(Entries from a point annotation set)
^^^^^^^^

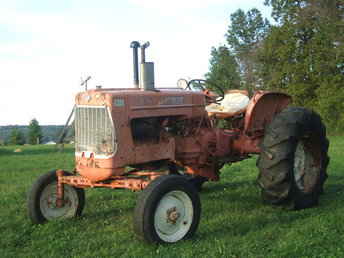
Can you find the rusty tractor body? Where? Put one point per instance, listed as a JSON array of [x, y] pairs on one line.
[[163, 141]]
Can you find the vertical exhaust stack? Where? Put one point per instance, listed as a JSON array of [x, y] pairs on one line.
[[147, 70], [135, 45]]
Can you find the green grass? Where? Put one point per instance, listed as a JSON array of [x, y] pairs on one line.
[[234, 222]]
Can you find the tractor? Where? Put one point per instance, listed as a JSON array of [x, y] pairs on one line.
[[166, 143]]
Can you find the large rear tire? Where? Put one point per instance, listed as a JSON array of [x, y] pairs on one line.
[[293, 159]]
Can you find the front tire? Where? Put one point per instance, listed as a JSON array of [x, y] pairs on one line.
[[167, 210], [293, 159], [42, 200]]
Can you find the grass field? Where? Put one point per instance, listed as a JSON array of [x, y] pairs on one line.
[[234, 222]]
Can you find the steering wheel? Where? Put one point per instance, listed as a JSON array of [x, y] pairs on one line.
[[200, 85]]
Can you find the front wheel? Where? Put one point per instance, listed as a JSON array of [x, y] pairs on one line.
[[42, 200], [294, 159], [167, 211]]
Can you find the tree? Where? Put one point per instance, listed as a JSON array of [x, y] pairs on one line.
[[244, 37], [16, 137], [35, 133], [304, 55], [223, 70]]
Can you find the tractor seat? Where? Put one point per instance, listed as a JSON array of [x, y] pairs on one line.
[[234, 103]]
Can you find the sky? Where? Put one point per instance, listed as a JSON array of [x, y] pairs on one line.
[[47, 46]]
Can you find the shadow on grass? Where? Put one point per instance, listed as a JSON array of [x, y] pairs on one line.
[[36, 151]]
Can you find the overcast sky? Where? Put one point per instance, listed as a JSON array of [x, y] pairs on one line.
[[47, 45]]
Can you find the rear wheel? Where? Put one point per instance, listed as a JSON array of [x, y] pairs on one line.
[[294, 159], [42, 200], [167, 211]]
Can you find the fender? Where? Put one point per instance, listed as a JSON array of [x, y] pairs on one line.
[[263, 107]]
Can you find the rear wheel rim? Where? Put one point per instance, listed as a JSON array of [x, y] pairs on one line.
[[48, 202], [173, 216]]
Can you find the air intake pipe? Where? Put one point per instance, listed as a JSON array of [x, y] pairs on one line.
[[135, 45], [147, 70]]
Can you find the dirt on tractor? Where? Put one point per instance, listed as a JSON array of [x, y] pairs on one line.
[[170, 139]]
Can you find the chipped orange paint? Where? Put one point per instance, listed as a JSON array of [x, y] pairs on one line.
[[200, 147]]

^^^^^^^^

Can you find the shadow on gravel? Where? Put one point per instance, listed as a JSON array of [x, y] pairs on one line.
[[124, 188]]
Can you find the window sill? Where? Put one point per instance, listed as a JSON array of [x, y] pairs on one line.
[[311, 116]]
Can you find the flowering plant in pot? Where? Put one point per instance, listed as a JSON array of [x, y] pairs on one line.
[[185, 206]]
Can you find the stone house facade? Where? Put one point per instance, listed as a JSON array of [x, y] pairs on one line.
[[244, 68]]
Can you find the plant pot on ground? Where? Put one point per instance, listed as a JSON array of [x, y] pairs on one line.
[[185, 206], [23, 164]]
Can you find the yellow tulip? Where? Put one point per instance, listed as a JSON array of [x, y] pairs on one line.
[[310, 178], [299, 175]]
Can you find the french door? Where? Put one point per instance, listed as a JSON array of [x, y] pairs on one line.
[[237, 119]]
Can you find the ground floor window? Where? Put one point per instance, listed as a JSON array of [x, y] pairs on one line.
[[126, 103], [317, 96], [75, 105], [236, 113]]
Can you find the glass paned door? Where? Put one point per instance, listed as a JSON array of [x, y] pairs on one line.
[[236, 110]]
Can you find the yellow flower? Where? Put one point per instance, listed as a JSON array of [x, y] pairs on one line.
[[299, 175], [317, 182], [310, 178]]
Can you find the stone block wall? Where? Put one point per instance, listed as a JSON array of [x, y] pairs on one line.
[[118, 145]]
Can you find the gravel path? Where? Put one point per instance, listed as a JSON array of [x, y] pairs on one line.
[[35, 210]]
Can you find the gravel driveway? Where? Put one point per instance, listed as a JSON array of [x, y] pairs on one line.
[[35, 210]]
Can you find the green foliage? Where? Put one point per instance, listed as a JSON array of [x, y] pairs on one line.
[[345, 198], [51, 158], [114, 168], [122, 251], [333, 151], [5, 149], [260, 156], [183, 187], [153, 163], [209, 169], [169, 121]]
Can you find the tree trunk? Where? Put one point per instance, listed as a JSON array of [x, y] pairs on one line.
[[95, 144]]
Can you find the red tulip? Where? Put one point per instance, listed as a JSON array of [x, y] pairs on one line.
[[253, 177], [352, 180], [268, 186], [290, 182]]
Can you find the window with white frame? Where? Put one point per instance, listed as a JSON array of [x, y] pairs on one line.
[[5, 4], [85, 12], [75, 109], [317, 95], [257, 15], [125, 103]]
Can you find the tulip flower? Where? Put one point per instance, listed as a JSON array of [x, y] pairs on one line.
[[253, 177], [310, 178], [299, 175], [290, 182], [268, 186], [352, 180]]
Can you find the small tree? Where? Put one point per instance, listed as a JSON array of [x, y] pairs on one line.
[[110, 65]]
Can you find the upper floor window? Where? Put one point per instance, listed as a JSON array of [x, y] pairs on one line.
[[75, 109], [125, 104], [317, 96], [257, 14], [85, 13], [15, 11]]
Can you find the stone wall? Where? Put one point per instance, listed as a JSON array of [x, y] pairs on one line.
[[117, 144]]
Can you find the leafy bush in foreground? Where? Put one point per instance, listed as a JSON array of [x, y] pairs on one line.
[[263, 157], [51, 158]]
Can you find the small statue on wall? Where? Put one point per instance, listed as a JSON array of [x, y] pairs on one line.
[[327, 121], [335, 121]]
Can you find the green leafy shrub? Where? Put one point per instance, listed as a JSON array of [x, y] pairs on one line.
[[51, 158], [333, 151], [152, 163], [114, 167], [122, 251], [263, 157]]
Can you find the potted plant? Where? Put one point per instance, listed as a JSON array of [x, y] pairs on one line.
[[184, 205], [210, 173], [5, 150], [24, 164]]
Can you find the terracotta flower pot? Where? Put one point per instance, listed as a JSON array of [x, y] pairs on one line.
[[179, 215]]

^^^^^^^^

Please reproduce the lines from the line with "Can you find the rusty" up to and including the line with "[[36, 151]]", putting "lawn" wherever "grass" stands and leaving everything else unchanged.

## SOLUTION TO THE EXERCISE:
Can you find the rusty tractor body? Where? Put one point per instance, listed as a JSON array of [x, y] pairs on one line.
[[163, 141]]
Can you find the vertical exhaust stack? Where? Put one point per instance, listed as a JSON array of [x, y] pairs on one line.
[[147, 70], [135, 45]]
Can you find the green lawn? Where? Put one point per instance, listed as a JSON array of [x, y] pairs on one line.
[[234, 222]]
Can you find the tractor? Where? Put one point per instance, listed as a JSON array of [x, y] pairs on one line.
[[166, 143]]
Can you find the large rear tire? Where? Put one point per instance, listed as a JSON array of [x, y] pairs on one line.
[[293, 159]]
Can you find the front tire? Where? Put one point per instance, listed as a JSON array of [x, y] pairs on one line.
[[167, 210], [293, 159], [42, 200]]
Can you find the lawn field? Where? Put one point per instance, listed as a JSON array of [x, y] pairs on one line.
[[234, 222]]
Can you find the steering wheel? Where? Put one point per instance, listed as a JSON array of [x, y] pairs on one line.
[[200, 85]]
Can you find the front wheel? Where? Put one point per instance, listed as a JSON array of [x, y] pairs on one line.
[[42, 200], [294, 159], [167, 211]]
Can you find the tree? Where? Put one point per instance, listed as a JSON array of [x, y] pairs on one line.
[[244, 37], [16, 137], [35, 133], [304, 55], [223, 70]]
Can you find the tractor seat? Where? Put one point per instance, listed as a JSON array of [x, y] pairs on one line.
[[234, 103]]
Can you find the sky? Where? Put one point per instance, listed as a JSON array of [x, y] pairs on one line.
[[47, 46]]
Can you find the shadow on lawn? Where? Put one point per instance, listed as a JSON array of [x, y] pairs on one line.
[[36, 151]]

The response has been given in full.